Problem details — Count the lines below that contain the string "industrial". Case matters. Reply with the number alone.

Records for the task —
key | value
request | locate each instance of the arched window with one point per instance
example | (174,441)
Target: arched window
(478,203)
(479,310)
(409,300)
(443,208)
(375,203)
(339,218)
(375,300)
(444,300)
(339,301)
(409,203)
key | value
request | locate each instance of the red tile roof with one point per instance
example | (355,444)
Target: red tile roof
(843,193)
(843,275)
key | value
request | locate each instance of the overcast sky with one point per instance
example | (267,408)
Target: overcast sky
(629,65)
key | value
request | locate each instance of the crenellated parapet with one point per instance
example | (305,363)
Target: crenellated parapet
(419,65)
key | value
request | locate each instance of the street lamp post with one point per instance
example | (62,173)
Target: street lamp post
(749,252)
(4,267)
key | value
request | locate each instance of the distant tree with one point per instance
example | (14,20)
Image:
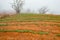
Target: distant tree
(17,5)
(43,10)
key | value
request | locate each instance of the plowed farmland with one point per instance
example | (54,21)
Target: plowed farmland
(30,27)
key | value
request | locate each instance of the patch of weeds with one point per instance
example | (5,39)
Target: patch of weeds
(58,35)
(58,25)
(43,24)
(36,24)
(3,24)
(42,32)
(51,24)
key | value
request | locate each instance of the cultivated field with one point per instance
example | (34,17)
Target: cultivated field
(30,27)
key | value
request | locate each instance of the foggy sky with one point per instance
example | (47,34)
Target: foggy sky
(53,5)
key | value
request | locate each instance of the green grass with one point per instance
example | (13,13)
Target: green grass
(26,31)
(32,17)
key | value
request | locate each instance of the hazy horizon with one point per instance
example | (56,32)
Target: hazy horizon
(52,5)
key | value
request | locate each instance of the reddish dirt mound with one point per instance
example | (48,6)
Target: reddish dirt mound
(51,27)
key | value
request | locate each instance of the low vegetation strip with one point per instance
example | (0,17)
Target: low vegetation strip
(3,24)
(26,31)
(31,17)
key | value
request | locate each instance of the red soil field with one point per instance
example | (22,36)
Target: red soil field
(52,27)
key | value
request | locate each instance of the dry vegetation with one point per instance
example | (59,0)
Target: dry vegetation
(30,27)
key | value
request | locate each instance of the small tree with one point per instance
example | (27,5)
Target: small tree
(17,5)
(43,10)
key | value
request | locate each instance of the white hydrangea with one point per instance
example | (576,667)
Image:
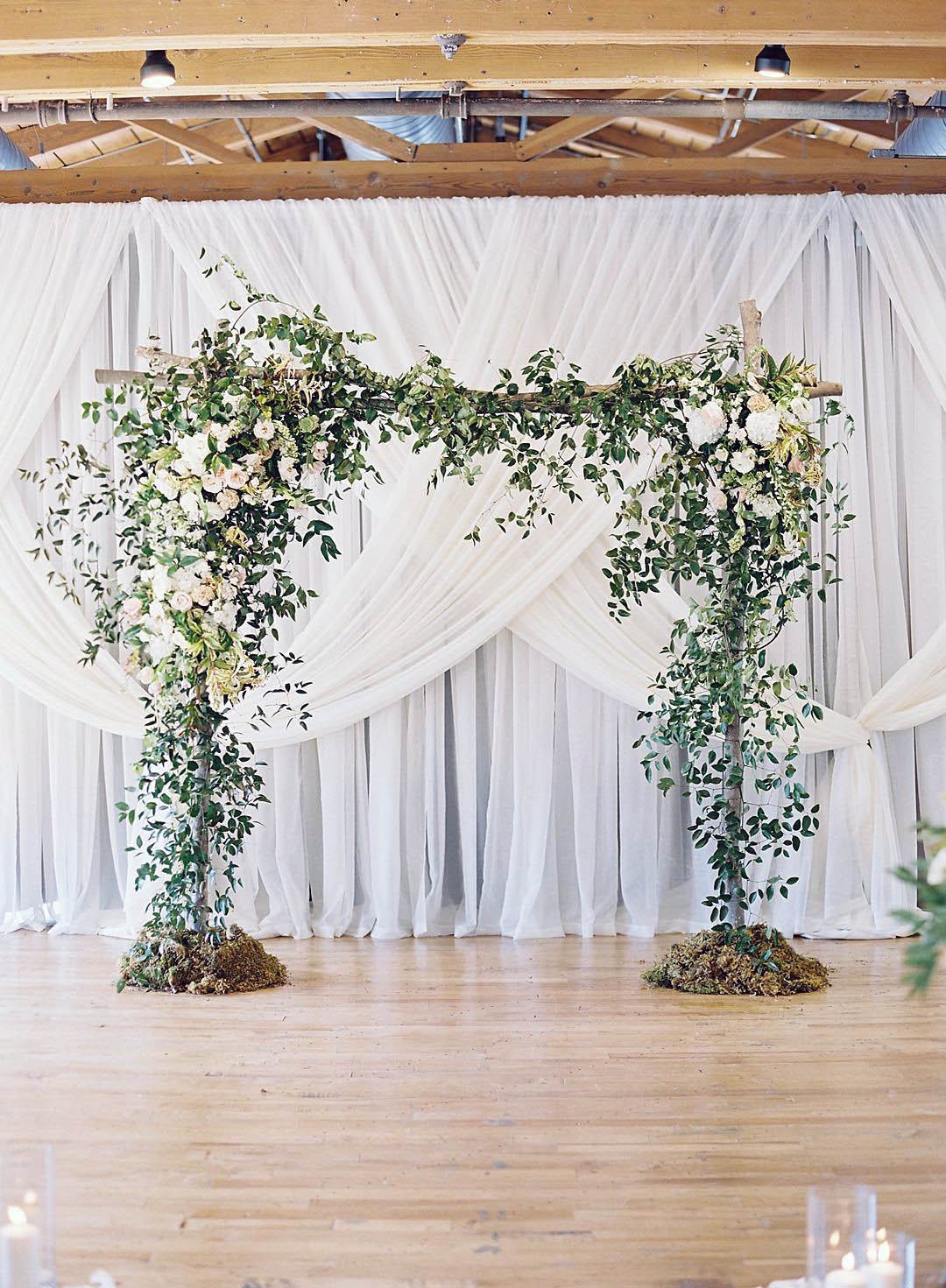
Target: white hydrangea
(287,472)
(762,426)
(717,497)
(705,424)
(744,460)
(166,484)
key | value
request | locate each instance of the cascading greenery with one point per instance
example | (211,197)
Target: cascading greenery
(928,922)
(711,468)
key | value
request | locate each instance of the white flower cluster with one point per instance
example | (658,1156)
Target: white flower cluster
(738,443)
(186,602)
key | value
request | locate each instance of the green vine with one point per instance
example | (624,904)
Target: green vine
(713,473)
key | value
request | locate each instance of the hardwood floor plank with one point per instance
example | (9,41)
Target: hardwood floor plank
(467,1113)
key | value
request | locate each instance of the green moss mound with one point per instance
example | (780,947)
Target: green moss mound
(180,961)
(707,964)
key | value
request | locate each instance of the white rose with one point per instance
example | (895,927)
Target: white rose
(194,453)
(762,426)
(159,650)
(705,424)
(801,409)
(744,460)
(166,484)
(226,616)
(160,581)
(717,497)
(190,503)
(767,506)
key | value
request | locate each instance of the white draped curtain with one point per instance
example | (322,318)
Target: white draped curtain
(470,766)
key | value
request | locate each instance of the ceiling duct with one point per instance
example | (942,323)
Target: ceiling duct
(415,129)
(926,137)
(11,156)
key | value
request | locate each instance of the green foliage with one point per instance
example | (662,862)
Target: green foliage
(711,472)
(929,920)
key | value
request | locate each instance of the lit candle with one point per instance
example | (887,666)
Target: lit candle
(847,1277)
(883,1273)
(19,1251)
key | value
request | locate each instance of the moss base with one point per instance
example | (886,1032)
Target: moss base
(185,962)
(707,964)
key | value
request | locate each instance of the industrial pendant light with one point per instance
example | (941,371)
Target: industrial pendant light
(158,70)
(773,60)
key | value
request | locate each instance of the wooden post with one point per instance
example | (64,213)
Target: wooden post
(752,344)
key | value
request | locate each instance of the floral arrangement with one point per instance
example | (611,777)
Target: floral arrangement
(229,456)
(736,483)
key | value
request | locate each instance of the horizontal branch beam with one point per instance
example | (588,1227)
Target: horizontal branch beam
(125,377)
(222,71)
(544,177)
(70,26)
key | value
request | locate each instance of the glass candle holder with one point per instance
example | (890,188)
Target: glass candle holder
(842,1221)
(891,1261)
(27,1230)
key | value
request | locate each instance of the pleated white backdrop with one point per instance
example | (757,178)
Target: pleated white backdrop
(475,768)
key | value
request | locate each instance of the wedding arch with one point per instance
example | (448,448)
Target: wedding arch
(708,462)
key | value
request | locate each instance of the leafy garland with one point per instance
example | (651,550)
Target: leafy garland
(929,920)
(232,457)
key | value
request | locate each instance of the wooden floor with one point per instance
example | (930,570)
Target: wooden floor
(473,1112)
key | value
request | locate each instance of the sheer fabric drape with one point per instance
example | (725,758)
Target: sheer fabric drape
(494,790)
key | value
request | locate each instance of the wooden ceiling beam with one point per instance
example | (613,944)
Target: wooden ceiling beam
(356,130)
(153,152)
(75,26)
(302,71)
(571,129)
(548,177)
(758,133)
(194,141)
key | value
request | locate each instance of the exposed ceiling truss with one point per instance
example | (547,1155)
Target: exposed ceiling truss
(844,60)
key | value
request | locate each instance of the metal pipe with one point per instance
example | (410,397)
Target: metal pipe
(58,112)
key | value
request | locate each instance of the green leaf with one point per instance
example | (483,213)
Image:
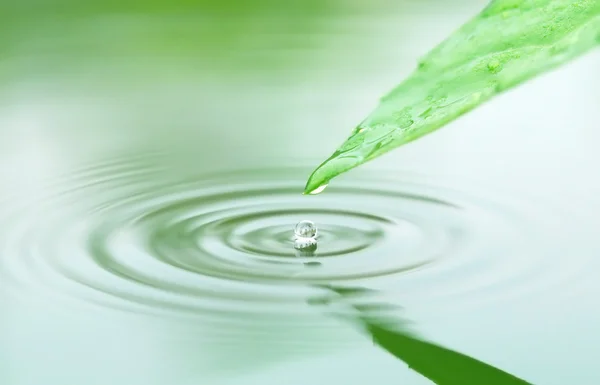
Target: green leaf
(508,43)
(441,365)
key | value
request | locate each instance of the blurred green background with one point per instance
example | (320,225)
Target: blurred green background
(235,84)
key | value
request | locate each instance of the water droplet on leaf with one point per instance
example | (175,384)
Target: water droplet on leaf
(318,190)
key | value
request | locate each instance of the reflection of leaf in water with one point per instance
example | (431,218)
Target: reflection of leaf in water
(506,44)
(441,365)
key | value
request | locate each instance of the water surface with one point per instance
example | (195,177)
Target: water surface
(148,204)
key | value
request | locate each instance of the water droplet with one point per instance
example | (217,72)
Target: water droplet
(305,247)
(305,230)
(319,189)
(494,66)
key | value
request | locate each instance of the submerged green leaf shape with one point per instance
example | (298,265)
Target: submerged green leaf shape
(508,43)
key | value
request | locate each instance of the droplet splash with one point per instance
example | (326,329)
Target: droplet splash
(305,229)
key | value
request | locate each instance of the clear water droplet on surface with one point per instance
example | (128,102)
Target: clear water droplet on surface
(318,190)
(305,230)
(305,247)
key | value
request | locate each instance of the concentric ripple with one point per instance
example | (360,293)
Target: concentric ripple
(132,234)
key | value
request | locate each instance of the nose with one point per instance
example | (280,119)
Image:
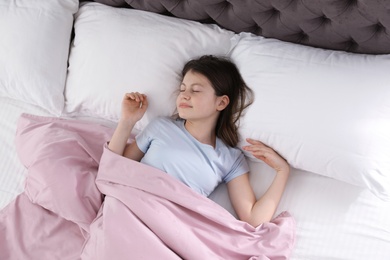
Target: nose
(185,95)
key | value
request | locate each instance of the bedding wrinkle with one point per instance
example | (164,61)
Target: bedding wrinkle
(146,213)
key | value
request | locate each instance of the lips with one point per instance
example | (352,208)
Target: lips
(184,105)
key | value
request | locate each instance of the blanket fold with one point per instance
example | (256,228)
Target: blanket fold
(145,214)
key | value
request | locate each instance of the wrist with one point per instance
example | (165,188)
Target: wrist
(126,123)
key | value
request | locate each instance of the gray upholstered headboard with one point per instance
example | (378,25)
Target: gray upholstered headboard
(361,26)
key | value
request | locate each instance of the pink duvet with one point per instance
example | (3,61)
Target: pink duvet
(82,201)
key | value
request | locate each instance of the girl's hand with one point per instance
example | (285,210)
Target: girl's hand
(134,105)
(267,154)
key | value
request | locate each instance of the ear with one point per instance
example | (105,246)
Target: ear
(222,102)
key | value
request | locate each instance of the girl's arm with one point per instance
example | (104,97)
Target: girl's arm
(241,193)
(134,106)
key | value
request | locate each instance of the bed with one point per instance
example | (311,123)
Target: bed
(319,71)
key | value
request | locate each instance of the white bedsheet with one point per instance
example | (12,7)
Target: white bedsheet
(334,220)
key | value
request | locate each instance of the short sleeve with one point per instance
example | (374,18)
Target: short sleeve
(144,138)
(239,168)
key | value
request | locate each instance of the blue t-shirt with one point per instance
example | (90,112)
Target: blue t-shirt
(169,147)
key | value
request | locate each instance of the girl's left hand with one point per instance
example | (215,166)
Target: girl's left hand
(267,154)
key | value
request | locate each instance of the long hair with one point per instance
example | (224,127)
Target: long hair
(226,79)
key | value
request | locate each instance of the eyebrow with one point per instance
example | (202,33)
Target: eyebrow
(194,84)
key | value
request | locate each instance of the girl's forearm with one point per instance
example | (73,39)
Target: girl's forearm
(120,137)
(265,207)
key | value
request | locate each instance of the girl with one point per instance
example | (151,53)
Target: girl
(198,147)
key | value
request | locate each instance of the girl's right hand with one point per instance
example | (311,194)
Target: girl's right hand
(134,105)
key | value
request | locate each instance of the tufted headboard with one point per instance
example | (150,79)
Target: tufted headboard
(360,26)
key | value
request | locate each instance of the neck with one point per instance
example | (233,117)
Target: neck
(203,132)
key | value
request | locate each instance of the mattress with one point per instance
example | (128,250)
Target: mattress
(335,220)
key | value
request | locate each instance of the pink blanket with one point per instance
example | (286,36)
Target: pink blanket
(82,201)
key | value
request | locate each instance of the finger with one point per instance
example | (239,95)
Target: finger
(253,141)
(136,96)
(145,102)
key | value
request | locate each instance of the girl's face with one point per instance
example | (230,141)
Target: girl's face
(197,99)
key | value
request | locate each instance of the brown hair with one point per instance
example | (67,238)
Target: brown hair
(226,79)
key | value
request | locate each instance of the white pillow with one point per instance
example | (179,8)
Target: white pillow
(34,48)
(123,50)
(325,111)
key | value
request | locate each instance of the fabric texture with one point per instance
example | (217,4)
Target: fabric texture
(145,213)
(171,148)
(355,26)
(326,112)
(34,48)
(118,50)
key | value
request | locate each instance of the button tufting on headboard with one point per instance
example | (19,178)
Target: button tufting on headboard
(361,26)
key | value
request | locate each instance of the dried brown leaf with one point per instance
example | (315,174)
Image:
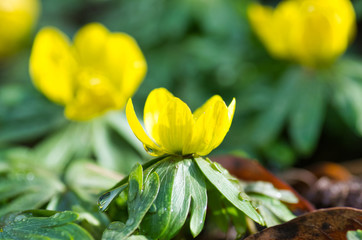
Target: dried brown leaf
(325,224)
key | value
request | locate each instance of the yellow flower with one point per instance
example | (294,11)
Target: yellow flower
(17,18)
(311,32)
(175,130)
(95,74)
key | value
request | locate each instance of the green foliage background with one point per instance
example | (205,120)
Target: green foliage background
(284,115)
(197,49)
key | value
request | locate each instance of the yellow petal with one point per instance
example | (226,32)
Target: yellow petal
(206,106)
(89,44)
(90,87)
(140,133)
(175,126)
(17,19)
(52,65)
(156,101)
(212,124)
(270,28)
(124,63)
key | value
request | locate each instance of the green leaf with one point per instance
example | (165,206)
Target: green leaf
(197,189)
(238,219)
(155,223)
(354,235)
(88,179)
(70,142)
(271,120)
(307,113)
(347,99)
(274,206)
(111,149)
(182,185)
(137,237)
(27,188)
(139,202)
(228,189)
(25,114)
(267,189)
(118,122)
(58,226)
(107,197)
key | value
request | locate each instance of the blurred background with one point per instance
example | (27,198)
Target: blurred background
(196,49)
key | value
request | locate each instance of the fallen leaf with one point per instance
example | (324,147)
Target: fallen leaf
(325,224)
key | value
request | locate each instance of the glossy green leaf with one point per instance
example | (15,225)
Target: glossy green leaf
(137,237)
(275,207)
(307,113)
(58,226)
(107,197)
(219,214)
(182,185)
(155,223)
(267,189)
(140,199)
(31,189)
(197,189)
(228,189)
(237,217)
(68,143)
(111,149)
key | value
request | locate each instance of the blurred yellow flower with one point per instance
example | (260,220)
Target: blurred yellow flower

Result of the exercise — 2